## Ejercicios
**A.** Según el texto sobre la presentación del libro, ¿cuántos años se cumplieron del nacimiento de Borges?
**B.** Continúa el texto sobre la presentación del libro a partir de su última oración.

## Texto
+++++

Lo que iba a decir y, obvio, no dije.




Ayer fue el día del lector y se cumplieron 120 años del nacimiento de Borges. Presentar mi libro justo ese día, fue una feliz coincidencia. Y, por eso, quise decir algo que uniera las tres cosas.
Pero como soy una cobarde cuando de hablar de mis libros se trata, no dije ni una palabra. Dejé que Pamela Terlizzi Prina hiciera el trabajo duro (si hasta ella fue la que dijo "Buenas tardes") y que fueran ella, Claudia Cortalezzi y Olga Walter quienes hablaran por mí.
Yo había armado una especie de discursito, pero no dije casi nada. Apenas el mismo par de frases temblorosas e incongruentes que siempre me hacen quedar como una boluda.  Es que es más fuerte que yo: sencillamente no puedo.  Me tiemblan las piernas, la voz parece la del gallo Claudio y me olvido de todo lo que quiero decir.

+++++

Registros
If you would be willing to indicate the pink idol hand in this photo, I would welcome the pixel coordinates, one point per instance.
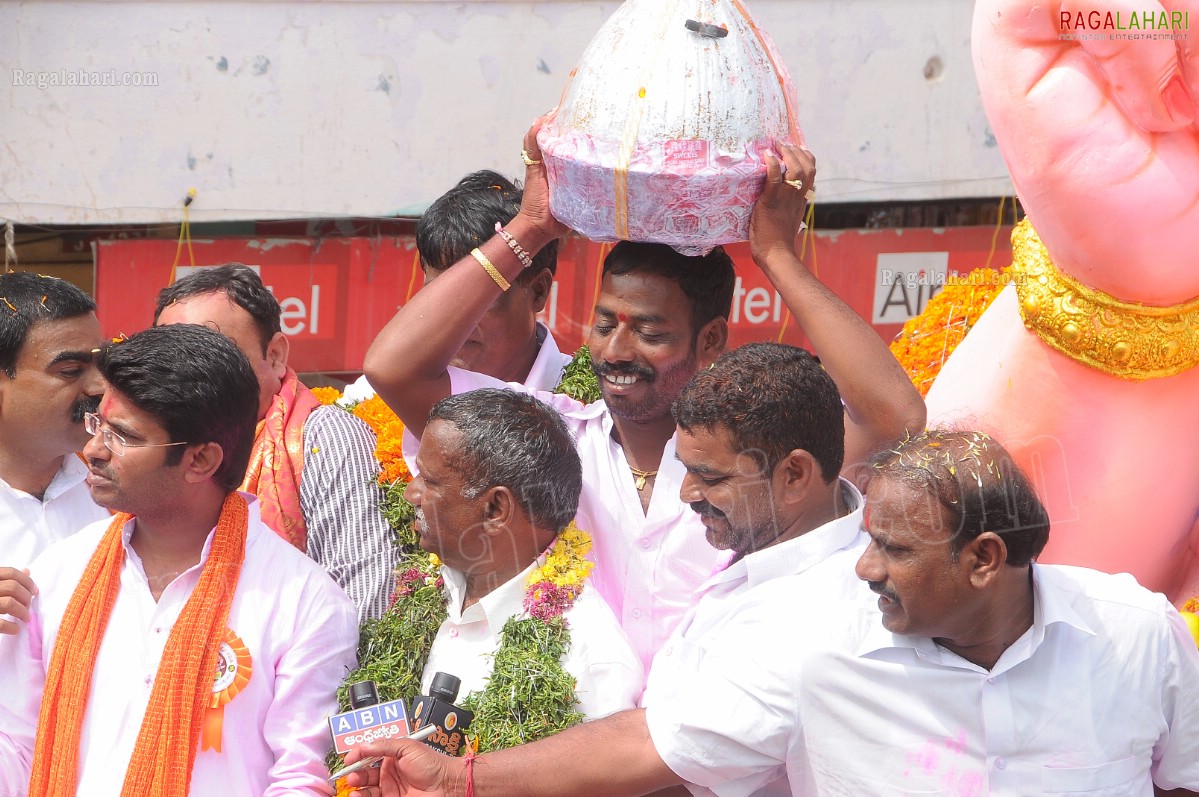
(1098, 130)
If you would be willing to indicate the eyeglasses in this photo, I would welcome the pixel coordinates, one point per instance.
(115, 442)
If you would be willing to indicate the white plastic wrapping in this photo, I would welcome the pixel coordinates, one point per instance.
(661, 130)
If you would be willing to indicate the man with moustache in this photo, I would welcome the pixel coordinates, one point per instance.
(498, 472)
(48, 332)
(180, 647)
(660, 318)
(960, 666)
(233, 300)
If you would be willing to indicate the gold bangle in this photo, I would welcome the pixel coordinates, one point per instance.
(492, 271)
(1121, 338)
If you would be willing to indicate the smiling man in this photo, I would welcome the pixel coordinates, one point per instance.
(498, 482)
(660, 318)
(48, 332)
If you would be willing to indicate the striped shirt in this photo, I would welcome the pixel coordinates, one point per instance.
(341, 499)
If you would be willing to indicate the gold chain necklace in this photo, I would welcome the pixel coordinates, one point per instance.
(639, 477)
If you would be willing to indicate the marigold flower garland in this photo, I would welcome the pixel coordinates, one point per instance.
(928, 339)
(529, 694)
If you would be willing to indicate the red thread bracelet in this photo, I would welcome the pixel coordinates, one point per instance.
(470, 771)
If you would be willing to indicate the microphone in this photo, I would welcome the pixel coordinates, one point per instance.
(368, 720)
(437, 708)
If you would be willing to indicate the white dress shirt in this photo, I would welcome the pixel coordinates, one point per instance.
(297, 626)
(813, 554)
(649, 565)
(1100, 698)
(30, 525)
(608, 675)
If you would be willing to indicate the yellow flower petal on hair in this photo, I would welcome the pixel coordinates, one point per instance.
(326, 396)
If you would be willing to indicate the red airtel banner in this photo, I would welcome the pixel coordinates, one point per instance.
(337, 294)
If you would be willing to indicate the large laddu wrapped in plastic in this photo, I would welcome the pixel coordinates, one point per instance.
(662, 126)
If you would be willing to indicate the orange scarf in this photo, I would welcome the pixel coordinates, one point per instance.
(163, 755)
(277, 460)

+++++

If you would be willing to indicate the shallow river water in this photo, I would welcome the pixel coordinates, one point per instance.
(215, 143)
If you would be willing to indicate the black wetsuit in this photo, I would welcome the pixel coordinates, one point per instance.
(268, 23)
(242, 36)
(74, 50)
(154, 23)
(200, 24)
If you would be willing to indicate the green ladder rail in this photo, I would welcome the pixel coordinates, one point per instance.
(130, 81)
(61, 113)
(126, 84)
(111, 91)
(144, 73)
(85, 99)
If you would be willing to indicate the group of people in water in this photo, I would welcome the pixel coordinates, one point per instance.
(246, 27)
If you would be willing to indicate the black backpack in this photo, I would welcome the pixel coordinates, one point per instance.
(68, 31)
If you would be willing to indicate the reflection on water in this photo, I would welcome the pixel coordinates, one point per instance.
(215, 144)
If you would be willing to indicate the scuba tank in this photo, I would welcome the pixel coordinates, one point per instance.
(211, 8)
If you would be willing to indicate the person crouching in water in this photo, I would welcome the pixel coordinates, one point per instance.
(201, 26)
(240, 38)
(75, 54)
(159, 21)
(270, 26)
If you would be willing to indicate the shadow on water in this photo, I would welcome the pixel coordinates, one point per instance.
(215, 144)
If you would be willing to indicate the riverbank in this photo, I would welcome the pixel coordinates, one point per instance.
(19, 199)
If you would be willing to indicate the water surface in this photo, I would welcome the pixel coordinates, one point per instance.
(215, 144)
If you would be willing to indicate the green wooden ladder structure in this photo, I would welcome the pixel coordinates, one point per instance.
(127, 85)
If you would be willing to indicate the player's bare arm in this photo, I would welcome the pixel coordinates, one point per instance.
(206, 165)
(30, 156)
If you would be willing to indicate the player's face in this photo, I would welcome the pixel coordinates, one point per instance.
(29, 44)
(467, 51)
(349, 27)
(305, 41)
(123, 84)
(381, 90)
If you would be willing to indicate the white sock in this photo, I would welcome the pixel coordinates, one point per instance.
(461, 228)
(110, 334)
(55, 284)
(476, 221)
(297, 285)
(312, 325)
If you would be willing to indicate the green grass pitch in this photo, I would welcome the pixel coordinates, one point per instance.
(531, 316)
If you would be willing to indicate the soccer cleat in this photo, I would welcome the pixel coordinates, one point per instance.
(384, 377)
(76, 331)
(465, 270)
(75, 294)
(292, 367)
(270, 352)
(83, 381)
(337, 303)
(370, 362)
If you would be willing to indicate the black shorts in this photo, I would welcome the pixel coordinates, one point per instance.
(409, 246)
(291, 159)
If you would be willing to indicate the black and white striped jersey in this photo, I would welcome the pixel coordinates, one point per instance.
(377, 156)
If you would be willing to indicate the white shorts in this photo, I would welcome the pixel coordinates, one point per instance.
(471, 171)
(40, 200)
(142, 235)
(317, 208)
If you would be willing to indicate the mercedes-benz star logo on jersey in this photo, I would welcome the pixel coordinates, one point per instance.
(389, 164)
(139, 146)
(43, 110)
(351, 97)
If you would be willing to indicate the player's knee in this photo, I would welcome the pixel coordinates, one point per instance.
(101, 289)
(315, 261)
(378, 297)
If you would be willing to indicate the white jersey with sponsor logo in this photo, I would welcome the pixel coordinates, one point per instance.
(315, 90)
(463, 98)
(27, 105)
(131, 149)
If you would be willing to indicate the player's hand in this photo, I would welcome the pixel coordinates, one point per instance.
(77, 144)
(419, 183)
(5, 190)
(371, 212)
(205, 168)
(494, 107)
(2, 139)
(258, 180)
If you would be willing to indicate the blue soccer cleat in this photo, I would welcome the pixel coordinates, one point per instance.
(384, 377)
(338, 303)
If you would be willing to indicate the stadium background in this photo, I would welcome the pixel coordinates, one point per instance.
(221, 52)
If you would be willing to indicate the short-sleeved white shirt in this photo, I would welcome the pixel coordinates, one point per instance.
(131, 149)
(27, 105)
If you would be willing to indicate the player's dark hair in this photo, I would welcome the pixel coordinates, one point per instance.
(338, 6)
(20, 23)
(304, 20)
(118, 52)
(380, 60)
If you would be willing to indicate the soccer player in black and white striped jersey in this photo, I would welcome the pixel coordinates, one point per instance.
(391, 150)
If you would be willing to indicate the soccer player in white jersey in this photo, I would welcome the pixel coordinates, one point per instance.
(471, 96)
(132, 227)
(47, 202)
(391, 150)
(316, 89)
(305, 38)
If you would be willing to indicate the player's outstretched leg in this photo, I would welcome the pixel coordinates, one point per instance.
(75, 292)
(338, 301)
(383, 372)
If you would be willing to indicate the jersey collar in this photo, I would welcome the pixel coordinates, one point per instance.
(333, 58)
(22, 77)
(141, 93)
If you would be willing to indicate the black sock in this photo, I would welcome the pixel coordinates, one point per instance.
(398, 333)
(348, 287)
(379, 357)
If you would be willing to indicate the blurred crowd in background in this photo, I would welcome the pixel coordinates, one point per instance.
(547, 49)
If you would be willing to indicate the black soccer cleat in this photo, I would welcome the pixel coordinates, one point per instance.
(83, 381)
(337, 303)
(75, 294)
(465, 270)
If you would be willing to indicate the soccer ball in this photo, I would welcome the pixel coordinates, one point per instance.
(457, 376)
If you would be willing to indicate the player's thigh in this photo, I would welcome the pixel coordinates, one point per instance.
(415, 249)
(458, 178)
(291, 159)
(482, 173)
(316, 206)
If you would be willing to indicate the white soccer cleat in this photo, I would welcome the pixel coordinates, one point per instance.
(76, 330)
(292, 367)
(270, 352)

+++++

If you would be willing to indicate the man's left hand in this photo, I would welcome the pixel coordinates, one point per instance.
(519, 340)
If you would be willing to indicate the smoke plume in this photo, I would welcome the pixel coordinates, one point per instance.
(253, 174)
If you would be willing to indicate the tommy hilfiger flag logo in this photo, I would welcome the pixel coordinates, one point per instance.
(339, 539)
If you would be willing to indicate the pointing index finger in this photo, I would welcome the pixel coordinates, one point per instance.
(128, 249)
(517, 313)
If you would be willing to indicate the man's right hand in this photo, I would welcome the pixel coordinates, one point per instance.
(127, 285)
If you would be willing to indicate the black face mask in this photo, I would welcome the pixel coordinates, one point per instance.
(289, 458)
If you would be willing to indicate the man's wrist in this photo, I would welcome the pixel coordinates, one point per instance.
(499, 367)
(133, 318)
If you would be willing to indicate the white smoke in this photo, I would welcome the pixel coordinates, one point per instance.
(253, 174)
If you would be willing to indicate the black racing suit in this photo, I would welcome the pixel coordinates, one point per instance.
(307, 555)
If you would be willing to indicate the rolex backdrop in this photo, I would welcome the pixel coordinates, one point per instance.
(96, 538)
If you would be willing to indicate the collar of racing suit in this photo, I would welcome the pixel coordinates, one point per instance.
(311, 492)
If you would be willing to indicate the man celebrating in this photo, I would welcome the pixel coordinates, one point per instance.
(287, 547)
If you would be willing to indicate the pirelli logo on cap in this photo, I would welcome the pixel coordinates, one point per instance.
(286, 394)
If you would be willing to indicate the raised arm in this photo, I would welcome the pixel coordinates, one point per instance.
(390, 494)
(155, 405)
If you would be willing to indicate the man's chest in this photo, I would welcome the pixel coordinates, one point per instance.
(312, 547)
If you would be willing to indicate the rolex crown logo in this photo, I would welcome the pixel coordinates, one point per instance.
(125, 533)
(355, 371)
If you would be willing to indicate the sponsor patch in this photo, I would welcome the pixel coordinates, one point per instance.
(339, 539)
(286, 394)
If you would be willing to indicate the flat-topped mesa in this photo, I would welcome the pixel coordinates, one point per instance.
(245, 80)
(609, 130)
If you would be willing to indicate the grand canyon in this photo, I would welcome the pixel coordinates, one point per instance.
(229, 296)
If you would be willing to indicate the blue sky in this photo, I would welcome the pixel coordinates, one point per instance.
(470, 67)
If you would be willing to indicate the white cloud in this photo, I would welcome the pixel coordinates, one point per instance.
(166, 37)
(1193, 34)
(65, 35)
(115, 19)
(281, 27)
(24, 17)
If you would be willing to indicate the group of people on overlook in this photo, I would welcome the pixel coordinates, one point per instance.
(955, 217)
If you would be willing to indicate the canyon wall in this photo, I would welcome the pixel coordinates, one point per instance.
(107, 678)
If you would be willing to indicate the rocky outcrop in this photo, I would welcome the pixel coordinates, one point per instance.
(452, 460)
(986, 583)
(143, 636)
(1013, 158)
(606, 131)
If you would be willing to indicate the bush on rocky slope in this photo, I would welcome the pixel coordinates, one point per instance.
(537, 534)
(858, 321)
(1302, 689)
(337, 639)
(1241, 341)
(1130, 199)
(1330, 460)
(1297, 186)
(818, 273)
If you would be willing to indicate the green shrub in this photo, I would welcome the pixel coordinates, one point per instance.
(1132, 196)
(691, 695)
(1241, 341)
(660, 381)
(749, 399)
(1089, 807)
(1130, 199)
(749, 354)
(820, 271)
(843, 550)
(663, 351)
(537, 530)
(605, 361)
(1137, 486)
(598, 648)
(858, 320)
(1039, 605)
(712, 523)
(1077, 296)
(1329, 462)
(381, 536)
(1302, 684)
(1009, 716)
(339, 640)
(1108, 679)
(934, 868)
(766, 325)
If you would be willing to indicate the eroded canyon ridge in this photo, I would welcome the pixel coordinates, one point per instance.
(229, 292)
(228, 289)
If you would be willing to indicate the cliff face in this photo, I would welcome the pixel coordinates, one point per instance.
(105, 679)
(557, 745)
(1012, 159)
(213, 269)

+++++

## Resultados
**A.** 120 años.

**B.**
Así que, ahora, que ya pasó el momento y que me quedó un recuerdo tan lindo. Ahora que todos se fueron. Ahora que, sola en casa, estoy frente a la compu, voy a poner por escrito lo que quise decir ayer y no pude.
Será más largo que lo que hubiera dicho, sencillamente, porque por escrito es más fácil.  
La cosa iba más o menos así:
Borges dijo que a él, más que lo que había escrito, lo enorgullecía lo que había leído. Borges estaba loco, porque él, casi, fue el mejor de todos.
Pero tomo la frase porque sirve para explicar lo que me pasa a mí.  
Yo, antes que escritora, soy lectora. Empedernida, desordenada, insaciable.  Los libros fueron mis amigos desde el minuto en que aprendí a leer. Y, la literatura, la compañía más constante en mi vida. Cuando me siento triste, contenta, desconsolada, inquieta, asustada, ansiosa, incompleta, la literatura funciona como puerta, ventana, refugio o puente.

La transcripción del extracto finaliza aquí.